[start of Data for processing]

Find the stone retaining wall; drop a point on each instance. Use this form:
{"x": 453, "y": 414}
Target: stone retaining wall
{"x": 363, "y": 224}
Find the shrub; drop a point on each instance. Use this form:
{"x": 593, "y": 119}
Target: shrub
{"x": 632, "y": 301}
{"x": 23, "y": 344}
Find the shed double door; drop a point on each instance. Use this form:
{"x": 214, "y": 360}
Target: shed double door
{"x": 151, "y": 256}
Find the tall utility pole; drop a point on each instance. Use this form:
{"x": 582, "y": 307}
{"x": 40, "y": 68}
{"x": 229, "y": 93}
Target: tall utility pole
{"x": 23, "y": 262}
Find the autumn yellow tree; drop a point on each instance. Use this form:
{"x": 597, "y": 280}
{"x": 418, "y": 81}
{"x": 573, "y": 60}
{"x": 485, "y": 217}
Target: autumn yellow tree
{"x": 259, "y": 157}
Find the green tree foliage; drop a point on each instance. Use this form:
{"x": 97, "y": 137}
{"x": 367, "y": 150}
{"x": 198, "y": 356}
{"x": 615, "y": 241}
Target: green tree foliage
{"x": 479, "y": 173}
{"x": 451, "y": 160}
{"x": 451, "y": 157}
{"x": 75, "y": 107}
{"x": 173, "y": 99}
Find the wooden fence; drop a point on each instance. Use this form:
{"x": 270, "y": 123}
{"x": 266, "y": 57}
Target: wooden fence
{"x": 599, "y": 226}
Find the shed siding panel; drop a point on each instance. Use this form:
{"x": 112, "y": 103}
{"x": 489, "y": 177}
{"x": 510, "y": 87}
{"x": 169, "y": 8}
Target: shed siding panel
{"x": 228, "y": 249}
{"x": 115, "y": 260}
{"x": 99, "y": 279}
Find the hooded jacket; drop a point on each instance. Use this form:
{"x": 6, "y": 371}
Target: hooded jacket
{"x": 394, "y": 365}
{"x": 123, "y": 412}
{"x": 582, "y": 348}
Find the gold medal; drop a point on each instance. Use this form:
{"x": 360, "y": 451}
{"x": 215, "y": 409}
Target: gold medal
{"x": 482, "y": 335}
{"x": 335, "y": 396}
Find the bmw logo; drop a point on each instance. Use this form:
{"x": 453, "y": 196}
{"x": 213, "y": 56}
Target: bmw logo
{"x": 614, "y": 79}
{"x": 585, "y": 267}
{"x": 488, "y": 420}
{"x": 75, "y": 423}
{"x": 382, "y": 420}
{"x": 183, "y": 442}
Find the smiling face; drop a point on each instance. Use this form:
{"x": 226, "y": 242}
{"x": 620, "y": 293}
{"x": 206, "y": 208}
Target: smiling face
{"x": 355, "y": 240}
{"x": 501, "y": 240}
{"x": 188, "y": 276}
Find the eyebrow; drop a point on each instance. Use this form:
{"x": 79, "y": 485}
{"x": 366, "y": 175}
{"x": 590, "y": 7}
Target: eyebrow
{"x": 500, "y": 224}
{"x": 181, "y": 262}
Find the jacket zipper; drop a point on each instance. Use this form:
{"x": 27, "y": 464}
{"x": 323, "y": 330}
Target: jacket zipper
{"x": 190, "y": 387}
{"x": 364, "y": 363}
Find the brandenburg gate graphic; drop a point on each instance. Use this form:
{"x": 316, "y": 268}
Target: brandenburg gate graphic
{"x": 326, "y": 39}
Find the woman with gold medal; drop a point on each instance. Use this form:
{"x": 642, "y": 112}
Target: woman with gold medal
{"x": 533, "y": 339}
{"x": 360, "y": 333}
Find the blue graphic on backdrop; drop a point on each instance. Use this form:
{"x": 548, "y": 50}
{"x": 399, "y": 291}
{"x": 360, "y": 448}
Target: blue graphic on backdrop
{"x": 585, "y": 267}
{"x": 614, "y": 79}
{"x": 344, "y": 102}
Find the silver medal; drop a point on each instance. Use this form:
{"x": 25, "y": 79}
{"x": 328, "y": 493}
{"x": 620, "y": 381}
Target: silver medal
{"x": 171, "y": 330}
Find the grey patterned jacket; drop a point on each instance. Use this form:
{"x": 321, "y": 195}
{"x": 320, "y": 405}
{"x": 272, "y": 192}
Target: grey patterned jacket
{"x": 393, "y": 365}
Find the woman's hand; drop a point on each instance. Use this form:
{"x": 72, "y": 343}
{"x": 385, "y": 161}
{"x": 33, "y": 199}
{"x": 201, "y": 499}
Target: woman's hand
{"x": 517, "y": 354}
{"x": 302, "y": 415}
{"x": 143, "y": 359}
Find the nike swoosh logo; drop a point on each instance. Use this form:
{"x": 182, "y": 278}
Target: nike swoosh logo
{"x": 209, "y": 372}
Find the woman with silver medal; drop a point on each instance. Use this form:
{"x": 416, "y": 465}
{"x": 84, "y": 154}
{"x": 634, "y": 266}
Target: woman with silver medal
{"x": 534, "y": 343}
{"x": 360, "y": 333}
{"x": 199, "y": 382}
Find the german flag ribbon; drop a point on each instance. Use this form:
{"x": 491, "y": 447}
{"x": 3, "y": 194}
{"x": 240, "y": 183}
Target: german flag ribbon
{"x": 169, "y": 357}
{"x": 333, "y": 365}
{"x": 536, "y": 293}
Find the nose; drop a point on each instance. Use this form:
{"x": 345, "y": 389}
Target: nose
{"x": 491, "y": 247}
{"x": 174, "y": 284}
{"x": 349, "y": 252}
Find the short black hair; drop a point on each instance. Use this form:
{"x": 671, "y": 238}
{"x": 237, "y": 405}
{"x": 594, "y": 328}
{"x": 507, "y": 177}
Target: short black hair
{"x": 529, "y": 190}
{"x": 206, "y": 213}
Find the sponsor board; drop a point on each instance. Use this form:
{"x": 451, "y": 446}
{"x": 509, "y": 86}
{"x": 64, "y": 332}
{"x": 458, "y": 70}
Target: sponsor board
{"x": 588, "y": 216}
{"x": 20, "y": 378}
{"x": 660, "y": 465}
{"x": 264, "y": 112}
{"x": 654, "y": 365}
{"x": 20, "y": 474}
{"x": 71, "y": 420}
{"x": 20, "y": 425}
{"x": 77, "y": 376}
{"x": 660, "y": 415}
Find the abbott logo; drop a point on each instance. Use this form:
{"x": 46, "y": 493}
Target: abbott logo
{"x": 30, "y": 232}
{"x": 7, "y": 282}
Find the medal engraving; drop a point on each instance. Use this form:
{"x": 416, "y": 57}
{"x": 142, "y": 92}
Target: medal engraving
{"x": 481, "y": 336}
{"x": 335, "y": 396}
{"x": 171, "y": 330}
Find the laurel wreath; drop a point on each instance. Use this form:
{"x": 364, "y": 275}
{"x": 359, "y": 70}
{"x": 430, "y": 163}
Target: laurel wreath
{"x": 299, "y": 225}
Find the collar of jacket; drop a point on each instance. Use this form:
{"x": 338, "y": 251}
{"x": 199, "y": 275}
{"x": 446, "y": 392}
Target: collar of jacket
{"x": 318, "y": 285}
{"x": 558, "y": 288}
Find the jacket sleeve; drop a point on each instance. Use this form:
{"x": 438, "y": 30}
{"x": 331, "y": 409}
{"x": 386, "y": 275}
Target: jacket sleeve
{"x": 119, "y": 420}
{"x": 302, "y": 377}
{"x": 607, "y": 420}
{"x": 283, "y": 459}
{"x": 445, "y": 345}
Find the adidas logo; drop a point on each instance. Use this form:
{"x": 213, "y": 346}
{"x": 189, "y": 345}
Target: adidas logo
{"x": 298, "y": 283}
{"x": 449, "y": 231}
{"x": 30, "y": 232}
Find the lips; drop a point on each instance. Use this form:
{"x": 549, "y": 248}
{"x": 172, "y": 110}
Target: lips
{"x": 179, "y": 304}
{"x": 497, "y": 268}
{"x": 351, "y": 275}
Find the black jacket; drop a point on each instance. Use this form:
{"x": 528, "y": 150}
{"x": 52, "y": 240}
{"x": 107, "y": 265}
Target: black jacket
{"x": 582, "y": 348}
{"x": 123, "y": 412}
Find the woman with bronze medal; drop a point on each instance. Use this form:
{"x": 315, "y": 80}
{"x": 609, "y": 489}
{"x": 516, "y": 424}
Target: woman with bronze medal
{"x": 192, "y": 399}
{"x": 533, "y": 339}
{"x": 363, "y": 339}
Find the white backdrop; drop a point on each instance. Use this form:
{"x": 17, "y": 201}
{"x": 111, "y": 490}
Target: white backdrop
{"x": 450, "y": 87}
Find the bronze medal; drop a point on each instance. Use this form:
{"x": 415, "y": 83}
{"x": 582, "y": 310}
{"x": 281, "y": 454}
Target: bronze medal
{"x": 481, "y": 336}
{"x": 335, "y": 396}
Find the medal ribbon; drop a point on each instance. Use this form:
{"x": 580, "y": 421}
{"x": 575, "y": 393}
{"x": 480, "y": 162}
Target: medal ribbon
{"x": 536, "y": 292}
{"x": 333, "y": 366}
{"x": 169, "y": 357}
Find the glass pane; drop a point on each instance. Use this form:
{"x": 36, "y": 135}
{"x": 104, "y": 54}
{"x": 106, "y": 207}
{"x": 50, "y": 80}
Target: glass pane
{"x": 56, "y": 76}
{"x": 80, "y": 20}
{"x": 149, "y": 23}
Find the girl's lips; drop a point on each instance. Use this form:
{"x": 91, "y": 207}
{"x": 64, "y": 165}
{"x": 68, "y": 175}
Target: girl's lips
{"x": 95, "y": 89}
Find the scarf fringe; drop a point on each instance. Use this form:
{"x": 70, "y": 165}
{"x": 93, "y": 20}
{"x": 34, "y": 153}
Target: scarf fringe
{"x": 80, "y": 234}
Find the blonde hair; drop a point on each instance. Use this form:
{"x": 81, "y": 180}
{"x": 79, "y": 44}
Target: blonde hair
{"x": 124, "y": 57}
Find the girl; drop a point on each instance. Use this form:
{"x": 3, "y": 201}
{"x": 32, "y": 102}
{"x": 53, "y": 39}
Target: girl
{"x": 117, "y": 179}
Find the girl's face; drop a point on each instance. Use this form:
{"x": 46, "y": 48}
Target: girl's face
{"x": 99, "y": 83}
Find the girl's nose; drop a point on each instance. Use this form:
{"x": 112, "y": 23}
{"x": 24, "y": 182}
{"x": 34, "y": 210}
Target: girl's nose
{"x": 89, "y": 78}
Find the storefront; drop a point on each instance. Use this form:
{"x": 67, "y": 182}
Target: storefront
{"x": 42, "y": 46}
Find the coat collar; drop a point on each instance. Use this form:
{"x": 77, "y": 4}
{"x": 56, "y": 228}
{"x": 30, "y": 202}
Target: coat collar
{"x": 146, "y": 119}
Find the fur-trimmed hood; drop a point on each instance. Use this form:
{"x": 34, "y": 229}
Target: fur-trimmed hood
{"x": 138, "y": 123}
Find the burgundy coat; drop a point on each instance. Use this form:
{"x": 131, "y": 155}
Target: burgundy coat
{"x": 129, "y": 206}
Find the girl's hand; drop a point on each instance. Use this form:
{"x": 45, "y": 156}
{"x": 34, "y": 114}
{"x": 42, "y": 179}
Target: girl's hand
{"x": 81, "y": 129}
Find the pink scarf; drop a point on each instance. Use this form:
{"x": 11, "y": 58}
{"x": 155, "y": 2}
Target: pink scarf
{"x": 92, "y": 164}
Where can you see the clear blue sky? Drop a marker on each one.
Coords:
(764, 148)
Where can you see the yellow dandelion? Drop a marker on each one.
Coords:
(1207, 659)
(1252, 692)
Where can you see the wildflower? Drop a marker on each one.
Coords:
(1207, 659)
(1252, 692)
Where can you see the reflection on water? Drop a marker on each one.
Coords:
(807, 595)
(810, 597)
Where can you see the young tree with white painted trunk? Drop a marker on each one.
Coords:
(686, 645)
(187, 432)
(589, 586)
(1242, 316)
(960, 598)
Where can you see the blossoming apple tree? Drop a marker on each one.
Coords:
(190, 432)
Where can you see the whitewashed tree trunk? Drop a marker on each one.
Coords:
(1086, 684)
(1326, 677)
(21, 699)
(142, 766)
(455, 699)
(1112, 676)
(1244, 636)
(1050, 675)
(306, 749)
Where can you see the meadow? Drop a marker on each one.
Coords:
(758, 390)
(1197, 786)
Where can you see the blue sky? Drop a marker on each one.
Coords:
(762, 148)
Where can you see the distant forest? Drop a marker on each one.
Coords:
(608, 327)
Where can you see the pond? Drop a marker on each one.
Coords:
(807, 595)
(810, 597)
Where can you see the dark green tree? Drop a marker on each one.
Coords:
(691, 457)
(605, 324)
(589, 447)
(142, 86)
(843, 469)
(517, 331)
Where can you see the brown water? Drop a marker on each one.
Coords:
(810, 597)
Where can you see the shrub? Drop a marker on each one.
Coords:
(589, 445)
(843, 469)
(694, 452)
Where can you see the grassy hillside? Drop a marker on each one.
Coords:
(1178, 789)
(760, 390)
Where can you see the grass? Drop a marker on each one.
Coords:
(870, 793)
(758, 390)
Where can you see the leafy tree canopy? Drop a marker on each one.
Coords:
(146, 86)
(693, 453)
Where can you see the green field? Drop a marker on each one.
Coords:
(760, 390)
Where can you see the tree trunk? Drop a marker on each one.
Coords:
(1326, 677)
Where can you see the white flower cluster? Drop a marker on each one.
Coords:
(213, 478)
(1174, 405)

[end of Data for processing]

Prompt
Retype, exactly and only, the lines running from the one with "Where can you see the dark" through the final line of the listing above.

Result for this task
Where can you see the dark green tree? Drop a marker on each one.
Coords:
(691, 457)
(605, 324)
(589, 447)
(142, 86)
(843, 469)
(517, 331)
Where can you see the brown water? Drop a marker on each one.
Coords:
(810, 597)
Where can you see the shrub? Drop a marker on each one.
Coords:
(589, 445)
(843, 469)
(694, 452)
Where can you see the grassy hillside? Drop a marker on each one.
Coords:
(1178, 789)
(760, 390)
Where can you see the grass? Drop a marker on each one.
Coords:
(870, 793)
(758, 390)
Where can you see the leafy tree canopy? Drop a marker on each one.
Coords:
(146, 86)
(693, 453)
Where can you see the green field? Drop a marker on each one.
Coords:
(760, 390)
Where can you see the tree trunk? Drop a marker on each one.
Coords:
(1326, 677)
Where can you see the white flower cluster? Drop a marker on each one.
Coords:
(213, 478)
(1174, 405)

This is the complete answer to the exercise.